(Position annotation records)
*-*-*
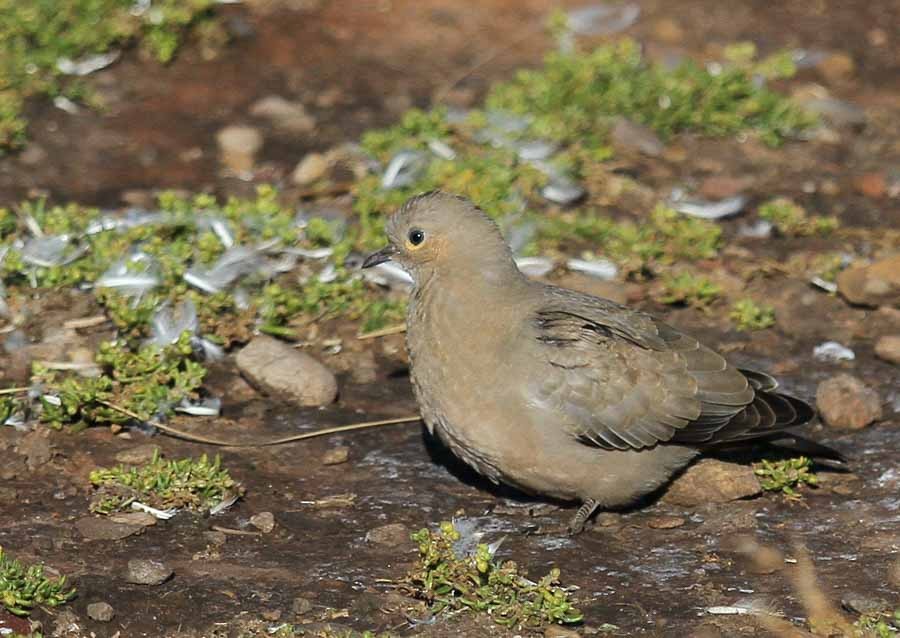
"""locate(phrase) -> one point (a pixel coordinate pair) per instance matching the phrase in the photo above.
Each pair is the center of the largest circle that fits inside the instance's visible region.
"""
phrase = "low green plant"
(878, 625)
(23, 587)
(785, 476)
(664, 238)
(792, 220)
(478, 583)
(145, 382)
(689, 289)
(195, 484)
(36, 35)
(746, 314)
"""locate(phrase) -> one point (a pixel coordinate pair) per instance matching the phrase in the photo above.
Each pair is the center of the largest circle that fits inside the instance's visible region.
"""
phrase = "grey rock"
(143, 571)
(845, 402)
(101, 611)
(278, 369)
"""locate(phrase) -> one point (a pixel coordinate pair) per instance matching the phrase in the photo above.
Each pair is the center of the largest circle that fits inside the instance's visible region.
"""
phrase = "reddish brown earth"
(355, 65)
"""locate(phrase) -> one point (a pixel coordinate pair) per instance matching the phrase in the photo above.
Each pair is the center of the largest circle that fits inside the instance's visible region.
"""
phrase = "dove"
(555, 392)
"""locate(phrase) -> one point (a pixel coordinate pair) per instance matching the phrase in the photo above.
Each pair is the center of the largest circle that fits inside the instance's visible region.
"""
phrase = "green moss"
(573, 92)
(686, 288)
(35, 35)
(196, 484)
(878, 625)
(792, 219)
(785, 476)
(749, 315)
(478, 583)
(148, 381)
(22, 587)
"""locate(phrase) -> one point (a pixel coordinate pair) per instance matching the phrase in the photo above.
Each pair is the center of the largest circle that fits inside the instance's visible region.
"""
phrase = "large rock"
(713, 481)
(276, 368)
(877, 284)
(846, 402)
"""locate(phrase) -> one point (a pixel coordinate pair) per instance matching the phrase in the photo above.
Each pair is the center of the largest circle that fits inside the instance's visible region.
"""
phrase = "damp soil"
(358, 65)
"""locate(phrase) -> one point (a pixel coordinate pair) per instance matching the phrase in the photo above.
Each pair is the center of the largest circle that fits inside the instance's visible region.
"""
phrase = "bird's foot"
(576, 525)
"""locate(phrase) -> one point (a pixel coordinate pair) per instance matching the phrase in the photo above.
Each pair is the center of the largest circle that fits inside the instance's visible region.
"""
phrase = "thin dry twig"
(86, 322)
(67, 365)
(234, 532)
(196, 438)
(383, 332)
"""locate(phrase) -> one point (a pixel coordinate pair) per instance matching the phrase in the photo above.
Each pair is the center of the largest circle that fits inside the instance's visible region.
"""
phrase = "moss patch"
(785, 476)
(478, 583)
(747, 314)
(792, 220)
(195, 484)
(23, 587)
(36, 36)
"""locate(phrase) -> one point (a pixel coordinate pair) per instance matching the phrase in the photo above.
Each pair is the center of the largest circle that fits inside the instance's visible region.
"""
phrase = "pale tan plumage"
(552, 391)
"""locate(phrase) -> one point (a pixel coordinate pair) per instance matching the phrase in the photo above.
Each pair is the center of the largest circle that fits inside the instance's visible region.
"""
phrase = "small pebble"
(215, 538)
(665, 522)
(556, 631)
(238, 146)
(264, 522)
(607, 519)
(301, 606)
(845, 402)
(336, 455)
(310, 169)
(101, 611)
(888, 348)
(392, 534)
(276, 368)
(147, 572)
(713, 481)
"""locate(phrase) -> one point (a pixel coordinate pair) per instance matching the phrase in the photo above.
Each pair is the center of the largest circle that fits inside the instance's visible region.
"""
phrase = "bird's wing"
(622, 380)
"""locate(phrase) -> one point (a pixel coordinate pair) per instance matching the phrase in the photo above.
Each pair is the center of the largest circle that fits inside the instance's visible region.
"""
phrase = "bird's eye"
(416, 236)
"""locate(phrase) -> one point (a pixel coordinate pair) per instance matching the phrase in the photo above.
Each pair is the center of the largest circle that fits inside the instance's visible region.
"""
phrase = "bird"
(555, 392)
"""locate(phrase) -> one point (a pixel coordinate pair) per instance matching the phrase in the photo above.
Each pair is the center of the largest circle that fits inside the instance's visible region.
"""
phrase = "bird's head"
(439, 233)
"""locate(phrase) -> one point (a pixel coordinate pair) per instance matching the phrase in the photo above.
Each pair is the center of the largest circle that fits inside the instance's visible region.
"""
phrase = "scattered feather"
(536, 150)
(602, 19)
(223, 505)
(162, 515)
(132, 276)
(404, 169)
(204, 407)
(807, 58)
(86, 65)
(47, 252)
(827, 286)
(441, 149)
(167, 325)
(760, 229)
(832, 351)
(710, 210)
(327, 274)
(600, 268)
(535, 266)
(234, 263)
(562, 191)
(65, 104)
*-*-*
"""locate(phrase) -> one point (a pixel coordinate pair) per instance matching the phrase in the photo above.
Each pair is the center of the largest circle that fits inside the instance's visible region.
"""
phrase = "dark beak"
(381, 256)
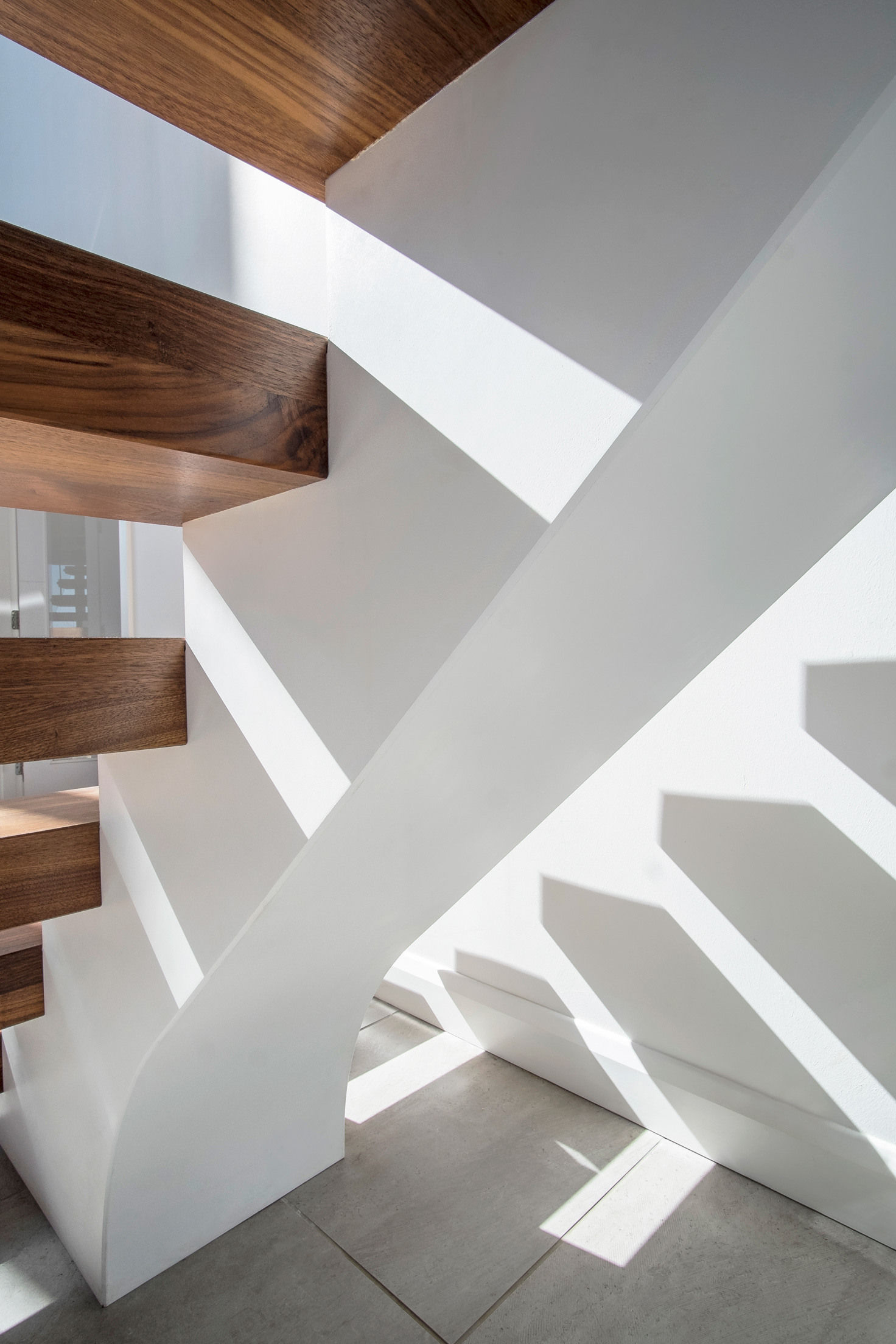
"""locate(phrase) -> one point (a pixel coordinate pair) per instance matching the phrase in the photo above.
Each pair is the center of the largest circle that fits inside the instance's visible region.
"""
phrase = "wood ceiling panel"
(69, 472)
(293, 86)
*-*-*
*Exercise details:*
Return every line of the items that contains the string "bird".

*Solved exercise:*
phrase = "bird's foot"
phrase = "bird's wing"
phrase = "bird's eye"
phrase = "bird"
phrase = "bird's head"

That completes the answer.